*Selected extract:*
Let $G= \langle a \rangle$ be a cyclic group of order $35$. List all elements having order $7$.
I am unsure how to find these elements. I know that they will all be of the form $a^m$, but how can I determine the values of $m$ that will satisfy the question?
On
By the Fundamental Theorem of Cyclic Groups, the only distinct subgroup of order d of a cyclic group <(a)> of order n, is <(a^(n/d))>, thus in this question, the only distinct subgroup of G is <(a^5)>. All subgroups of order 7 of G are <(a^(5*k))>, where 1<=k<=7, and g.c.d(k,7) =1. Thus, the subgroups are <(a^5)>, <(a^10)>, <(a^15)>, <(a^20)>, <(a^25)>, and <(a^30)>.

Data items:
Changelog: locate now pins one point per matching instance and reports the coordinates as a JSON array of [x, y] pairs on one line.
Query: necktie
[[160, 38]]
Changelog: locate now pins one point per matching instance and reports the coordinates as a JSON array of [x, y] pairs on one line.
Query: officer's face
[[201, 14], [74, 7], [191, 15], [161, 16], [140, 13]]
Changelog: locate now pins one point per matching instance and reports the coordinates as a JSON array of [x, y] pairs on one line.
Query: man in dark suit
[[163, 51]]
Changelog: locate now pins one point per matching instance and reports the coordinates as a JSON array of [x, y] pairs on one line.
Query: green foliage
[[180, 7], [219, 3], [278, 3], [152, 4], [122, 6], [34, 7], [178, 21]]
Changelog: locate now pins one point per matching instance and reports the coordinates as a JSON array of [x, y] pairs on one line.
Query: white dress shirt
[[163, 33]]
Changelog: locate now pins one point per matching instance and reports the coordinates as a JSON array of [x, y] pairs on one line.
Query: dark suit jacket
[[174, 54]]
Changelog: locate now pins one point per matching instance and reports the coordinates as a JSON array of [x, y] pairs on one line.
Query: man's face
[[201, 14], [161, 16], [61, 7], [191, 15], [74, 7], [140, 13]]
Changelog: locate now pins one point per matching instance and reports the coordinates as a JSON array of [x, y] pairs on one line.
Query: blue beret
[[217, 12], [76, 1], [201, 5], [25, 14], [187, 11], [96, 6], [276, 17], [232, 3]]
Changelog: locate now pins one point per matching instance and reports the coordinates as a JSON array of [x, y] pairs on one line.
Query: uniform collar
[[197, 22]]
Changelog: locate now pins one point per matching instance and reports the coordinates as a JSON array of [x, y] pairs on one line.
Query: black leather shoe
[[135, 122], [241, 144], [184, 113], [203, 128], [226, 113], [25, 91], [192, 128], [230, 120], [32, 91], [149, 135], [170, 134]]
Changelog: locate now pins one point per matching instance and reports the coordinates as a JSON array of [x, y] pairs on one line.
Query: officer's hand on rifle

*What to produce:* In the cyclic group thread, copy everything from "I am unsure" down to "satisfy the question?", renaming "elements" to "members".

*Complete response:*
I am unsure how to find these members. I know that they will all be of the form $a^m$, but how can I determine the values of $m$ that will satisfy the question?